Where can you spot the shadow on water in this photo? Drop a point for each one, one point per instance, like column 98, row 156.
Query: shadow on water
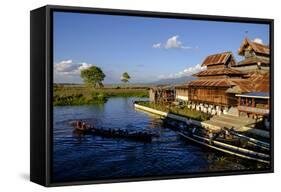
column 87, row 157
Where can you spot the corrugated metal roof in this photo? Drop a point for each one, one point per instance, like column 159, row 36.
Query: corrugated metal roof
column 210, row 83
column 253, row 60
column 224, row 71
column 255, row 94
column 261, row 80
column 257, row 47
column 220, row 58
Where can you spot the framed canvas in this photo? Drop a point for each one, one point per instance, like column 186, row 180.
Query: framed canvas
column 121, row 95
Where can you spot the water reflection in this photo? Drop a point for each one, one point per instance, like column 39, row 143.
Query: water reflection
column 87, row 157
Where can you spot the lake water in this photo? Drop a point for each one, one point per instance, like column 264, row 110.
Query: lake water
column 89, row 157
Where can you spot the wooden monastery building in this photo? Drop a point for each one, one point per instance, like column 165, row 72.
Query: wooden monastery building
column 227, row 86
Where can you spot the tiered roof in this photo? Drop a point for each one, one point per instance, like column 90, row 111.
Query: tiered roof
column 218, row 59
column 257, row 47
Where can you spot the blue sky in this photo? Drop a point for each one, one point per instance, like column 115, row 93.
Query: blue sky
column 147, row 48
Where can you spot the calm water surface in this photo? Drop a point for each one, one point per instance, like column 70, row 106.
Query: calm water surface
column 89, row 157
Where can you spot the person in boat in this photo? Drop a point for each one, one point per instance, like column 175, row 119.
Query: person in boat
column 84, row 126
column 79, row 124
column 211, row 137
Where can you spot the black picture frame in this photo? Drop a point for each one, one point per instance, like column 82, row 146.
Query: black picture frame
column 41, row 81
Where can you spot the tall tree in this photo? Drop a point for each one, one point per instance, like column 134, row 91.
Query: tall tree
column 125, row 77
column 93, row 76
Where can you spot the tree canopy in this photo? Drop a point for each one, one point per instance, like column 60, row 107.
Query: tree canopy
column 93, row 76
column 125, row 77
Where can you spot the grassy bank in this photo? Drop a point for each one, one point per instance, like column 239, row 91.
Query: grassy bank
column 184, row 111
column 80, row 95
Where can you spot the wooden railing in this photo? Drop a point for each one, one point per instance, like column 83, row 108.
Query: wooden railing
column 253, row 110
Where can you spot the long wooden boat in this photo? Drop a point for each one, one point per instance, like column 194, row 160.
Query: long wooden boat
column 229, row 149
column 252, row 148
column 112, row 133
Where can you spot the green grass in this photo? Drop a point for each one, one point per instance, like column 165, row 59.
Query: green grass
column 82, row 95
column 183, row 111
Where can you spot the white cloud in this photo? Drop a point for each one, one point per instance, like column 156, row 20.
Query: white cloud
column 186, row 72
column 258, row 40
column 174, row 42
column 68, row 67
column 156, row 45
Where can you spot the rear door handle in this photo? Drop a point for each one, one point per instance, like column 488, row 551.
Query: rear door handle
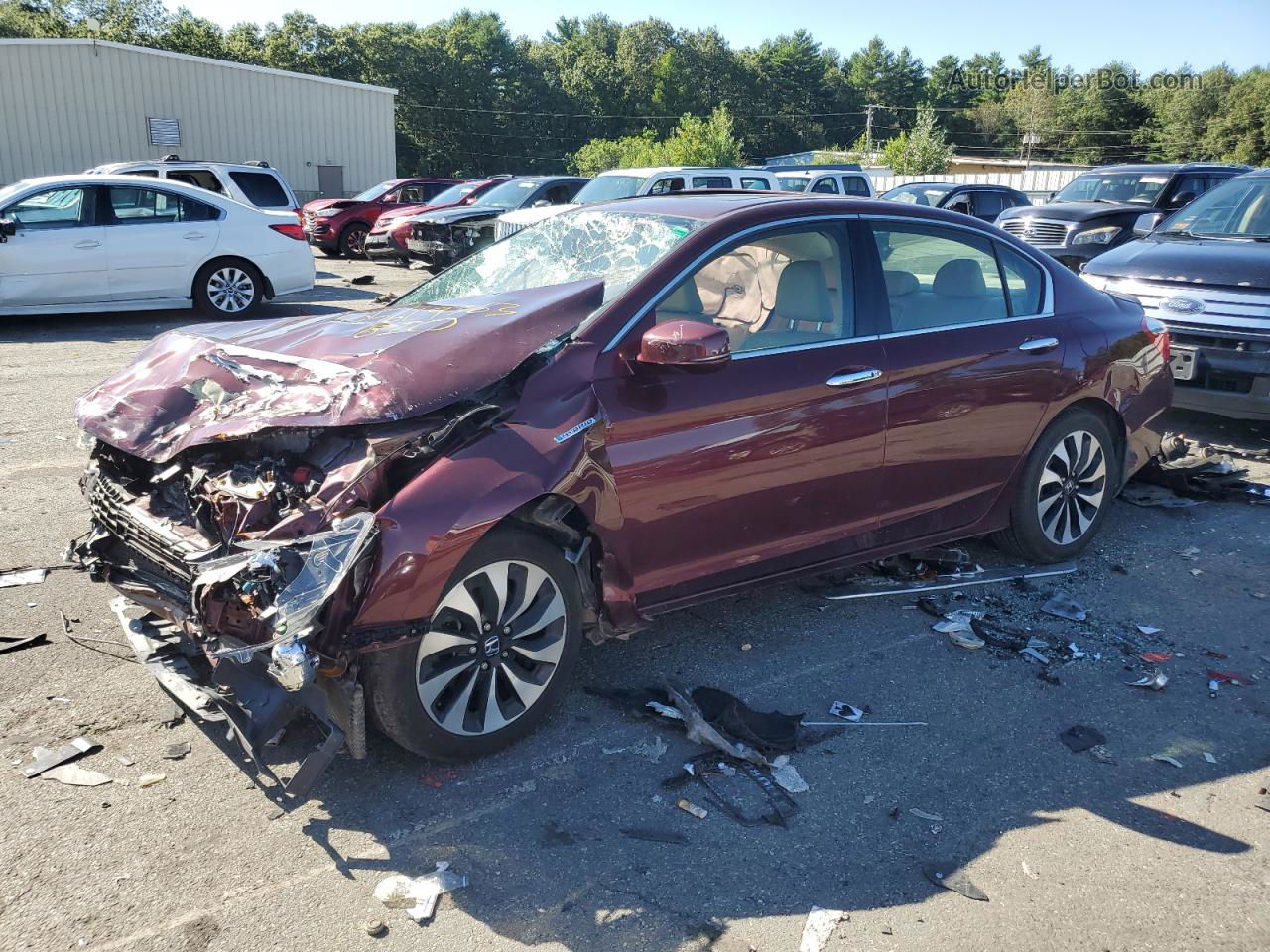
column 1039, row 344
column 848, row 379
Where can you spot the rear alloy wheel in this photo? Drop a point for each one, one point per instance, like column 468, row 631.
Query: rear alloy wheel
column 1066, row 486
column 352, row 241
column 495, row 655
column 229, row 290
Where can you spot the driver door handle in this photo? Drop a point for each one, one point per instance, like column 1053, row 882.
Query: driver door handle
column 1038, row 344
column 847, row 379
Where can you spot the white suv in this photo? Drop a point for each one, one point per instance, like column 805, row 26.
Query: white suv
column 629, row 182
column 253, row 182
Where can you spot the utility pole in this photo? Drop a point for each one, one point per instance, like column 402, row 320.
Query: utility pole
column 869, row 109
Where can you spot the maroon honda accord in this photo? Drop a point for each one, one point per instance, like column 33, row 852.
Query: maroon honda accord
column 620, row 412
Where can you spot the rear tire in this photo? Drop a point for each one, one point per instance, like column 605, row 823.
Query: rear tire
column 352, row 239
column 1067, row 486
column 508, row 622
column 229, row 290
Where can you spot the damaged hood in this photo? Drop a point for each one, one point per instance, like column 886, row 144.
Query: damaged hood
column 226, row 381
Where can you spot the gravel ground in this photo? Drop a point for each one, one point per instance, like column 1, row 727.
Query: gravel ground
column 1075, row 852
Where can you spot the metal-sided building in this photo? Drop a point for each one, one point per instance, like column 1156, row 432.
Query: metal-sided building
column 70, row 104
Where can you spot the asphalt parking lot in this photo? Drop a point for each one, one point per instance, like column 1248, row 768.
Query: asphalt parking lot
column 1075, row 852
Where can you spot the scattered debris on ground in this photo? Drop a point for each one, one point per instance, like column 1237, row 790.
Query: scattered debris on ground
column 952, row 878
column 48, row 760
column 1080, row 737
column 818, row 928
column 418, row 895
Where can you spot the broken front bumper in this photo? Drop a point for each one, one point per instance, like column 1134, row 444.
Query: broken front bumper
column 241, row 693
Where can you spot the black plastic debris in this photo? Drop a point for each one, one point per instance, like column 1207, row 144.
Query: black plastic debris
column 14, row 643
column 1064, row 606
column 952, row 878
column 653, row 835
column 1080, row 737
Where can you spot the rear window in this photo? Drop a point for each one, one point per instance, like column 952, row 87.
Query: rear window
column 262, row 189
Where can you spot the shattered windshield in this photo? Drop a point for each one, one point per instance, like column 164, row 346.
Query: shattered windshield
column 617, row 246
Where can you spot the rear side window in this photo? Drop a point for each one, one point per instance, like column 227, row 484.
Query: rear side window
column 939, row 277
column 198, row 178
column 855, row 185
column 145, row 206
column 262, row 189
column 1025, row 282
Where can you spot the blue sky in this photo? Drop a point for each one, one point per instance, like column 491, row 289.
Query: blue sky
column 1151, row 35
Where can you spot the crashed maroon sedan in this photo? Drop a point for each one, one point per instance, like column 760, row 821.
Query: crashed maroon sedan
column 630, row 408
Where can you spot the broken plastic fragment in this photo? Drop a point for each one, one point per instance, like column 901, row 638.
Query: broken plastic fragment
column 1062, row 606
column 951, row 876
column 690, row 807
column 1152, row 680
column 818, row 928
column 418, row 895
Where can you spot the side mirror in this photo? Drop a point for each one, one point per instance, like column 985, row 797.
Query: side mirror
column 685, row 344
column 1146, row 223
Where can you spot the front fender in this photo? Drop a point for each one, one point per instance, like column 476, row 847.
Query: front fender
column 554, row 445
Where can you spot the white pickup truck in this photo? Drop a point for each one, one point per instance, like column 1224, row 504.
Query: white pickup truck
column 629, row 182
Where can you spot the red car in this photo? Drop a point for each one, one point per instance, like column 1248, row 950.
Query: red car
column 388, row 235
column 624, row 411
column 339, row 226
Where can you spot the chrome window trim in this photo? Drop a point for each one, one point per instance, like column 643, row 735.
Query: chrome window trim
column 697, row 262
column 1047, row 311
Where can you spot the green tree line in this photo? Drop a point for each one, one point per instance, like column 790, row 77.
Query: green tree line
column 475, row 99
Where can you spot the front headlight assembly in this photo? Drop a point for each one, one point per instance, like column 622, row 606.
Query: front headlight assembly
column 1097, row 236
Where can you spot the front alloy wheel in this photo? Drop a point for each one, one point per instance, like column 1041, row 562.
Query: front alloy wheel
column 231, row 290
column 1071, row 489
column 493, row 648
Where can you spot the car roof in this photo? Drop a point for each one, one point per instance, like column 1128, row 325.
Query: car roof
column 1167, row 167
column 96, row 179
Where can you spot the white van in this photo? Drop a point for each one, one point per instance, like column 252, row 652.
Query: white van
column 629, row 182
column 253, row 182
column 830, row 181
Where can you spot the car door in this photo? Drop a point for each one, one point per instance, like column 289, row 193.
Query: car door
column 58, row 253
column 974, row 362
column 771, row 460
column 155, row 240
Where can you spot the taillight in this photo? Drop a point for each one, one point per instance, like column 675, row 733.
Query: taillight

━━━━━━━━━━━━━━━━

Please set down each entry word for word, without its images.

### [Solution to this exercise]
Where can you spot the shadow on water in this photo? Drop a point for each one, one point per instance, like column 98, row 156.
Query: shadow on water
column 87, row 157
Where can you spot the corrugated metal roof in this photo? Drop a point for each one, one point per instance, like column 159, row 36.
Query: corrugated metal roof
column 210, row 83
column 253, row 60
column 224, row 71
column 255, row 94
column 261, row 80
column 257, row 47
column 220, row 58
Where can you spot the framed canvas in this photo? Drop a point for each one, one point per instance, like column 186, row 180.
Query: framed canvas
column 121, row 95
Where can you spot the water reflection in this photo? Drop a point for each one, one point per instance, like column 39, row 143.
Query: water reflection
column 87, row 157
Where can you spot the lake water in this photo? Drop a point for each one, one point per instance, like column 264, row 110.
Query: lake water
column 89, row 157
Where can you spot the wooden monastery building in this photo? Drop a point for each one, one point per instance, like column 165, row 72.
Query: wooden monastery building
column 227, row 86
Where can you spot the tiered roof in this photo? Drop a point for each one, one point per instance, like column 90, row 111.
Query: tiered roof
column 218, row 59
column 257, row 47
Where can you spot the blue sky in this photo? Drop a point for each one, one point per instance, like column 115, row 93.
Query: blue sky
column 147, row 48
Where can you spot the calm water surface in this photo? Drop a point for each one, one point per instance, like column 70, row 106.
Query: calm water surface
column 89, row 157
Where can you spot the person in boat in this photo? Drop a point for each one, one point per instance, like column 175, row 119.
Query: person in boat
column 84, row 126
column 79, row 124
column 211, row 137
Where can you spot the black picture frame in this photo? Drop a point for each one, one point per instance, like column 82, row 146.
Query: black picture frame
column 41, row 81
Where can you spot the tall tree in this photo? Drop a point for each one, one point per instance, like column 134, row 91.
Query: tall tree
column 125, row 77
column 93, row 76
Where can you spot the tree canopy in this photo? Drop a point for each one, one point per instance, like column 60, row 107.
Query: tree canopy
column 93, row 76
column 125, row 77
Where can you spot the grassy bank in this photo? Drop a point for each one, one point per instance, like column 239, row 91.
Query: grassy bank
column 184, row 111
column 80, row 95
Where can you spot the wooden railing in this photo? Drop a point for each one, one point per instance, like column 83, row 108.
Query: wooden railing
column 253, row 110
Where can you spot the long wooden boat in this photo? Drop a point for each one, one point per instance, like column 194, row 160.
Query: long wooden boat
column 229, row 149
column 252, row 148
column 112, row 133
Where can you spot the green grass in this photo? Drop a point for each one, one point per instance, like column 165, row 59.
Query: green grass
column 82, row 95
column 183, row 111
Where can you spot the white cloud in this photo? Drop a point for each one, one point per instance, like column 156, row 20.
Query: white cloud
column 186, row 72
column 258, row 40
column 174, row 42
column 68, row 67
column 156, row 45
Where can you spot the rear door handle in this photo? Drop a point for each one, one point per instance, like column 488, row 551.
Query: rear door handle
column 1039, row 344
column 848, row 379
Where can you spot the rear alloy wheel in this photo? Drop a point for each one, one point per instance, like column 468, row 631.
Query: rear alloy wheel
column 1066, row 486
column 352, row 241
column 495, row 655
column 229, row 290
Where can you spot the driver door handle in this photo? Drop a point for each one, one point per instance, like column 1053, row 882.
Query: driver door handle
column 1038, row 344
column 847, row 379
Where can you spot the white suv in this photo? Drop a point for each one, one point per instance, like column 805, row 26.
Query: white suv
column 629, row 182
column 253, row 182
Where can you spot the utility pole in this photo? Drop a point for each one, one point per instance, like column 402, row 320.
Query: utility pole
column 869, row 109
Where can you spot the maroon honda accord in this photo? Drop a point for each one, one point per instance, like column 33, row 852.
Query: maroon honda accord
column 620, row 412
Where can you spot the rear tire in this photo? Drop a point for each one, one point per instance, like column 605, row 823.
Query: rear tire
column 352, row 239
column 1067, row 486
column 508, row 622
column 229, row 290
Where can you spot the damaged hood in this photo? Drop a point for each one, one point per instance, like column 886, row 144.
Query: damaged hood
column 226, row 381
Where can you spot the gravel ground in this photo? Drop a point for each one, one point per instance, like column 1, row 727.
Query: gravel ground
column 1075, row 852
Where can you spot the metal-sided building in this photo? Drop a point for each one, one point per instance, like column 1156, row 432.
Query: metal-sided building
column 70, row 104
Where can you spot the asphalt parking lot in this photo? Drop a point for each one, one point per instance, like column 1248, row 768.
Query: asphalt parking lot
column 1075, row 852
Where can you spot the scattered debris on ground in this photo? Drop a point for each one, one point per instance, like column 1237, row 790.
Query: scattered debris on ground
column 952, row 878
column 48, row 760
column 1080, row 737
column 818, row 928
column 418, row 895
Where can you spot the broken front bumper in this photo? Drop a point for each one, one point per instance, like column 1134, row 444.
Query: broken front bumper
column 241, row 693
Where can you spot the black plastic debris in this photo? Drop a point for each one, one point per instance, like column 1207, row 144.
Query: black plastic debris
column 14, row 643
column 1064, row 606
column 952, row 878
column 653, row 835
column 1080, row 737
Where can you spot the rear window in this photo? Drop a point for each one, one point per instance, like column 952, row 87.
Query: rear window
column 262, row 189
Where can you spot the shattered windshield in this photo? Drop a point for each one, one point per instance, like column 164, row 346.
Query: shattered windshield
column 617, row 246
Where can you spot the rear side window in this photo? Drop a point for each one, one point per instance, like column 227, row 484.
Query: rear side window
column 939, row 277
column 198, row 178
column 855, row 185
column 145, row 206
column 262, row 189
column 1025, row 282
Where can you spot the blue sky in this photo? Drop a point for each one, one point per instance, like column 491, row 289.
Query: blue sky
column 1151, row 35
Where can you spot the crashed maroon sedan in this photo? Drop a point for each one, one point per instance, like column 760, row 821.
Query: crashed maroon sedan
column 630, row 408
Where can you spot the broken plastic fragment in this photo? Drop a point for each one, one point per instance, like column 901, row 638.
Query: broken plastic fragment
column 1062, row 606
column 951, row 876
column 690, row 807
column 1152, row 680
column 818, row 928
column 418, row 895
Where can you spot the side mirror in this photo? Drop a point for each one, one point per instance, like column 985, row 797.
Query: side mirror
column 685, row 344
column 1146, row 223
Where can you spot the front fender in this photo? Drop a point for each one, one point per instance, like column 476, row 847.
Query: front fender
column 554, row 445
Where can you spot the white pickup truck in this photo? Drop a point for each one, one point per instance, like column 1224, row 504.
Query: white pickup truck
column 629, row 182
Where can you spot the red car in this photo? Drop a point for each one, one point per instance, like column 1248, row 950.
Query: red car
column 388, row 235
column 624, row 411
column 339, row 226
Where can you spot the chrome window trim in this photo? Drop a point for each one, one point per instance, like column 643, row 735.
Query: chrome window trim
column 697, row 262
column 1047, row 311
Where can you spot the green tree line in this photo? Drop a point for each one, one point per instance, like column 790, row 77.
Query: green tree line
column 475, row 99
Where can you spot the front headlight assembly in this photo? Drop a point for each one, one point per instance, like column 622, row 606.
Query: front headlight assembly
column 1097, row 236
Where can you spot the front alloy wheel in this photo? Drop a point for each one, one point per instance, like column 1041, row 562.
Query: front alloy wheel
column 231, row 290
column 1071, row 489
column 493, row 648
Where can you spot the car roof in this photo? Drop a point for each one, one point per instance, like column 1128, row 325.
Query: car roof
column 1167, row 167
column 96, row 179
Where can you spot the white van in this photo? Drop a point for each one, one point per instance, like column 252, row 652.
Query: white van
column 629, row 182
column 253, row 182
column 830, row 181
Where can you spot the car door in this photo? Drop a point for each one, one point per instance, like column 289, row 193.
Query: car door
column 58, row 253
column 974, row 362
column 771, row 460
column 155, row 240
Where can you spot the taillight in this photo? Drop a point for each one, one point per instance, like column 675, row 733.
Query: taillight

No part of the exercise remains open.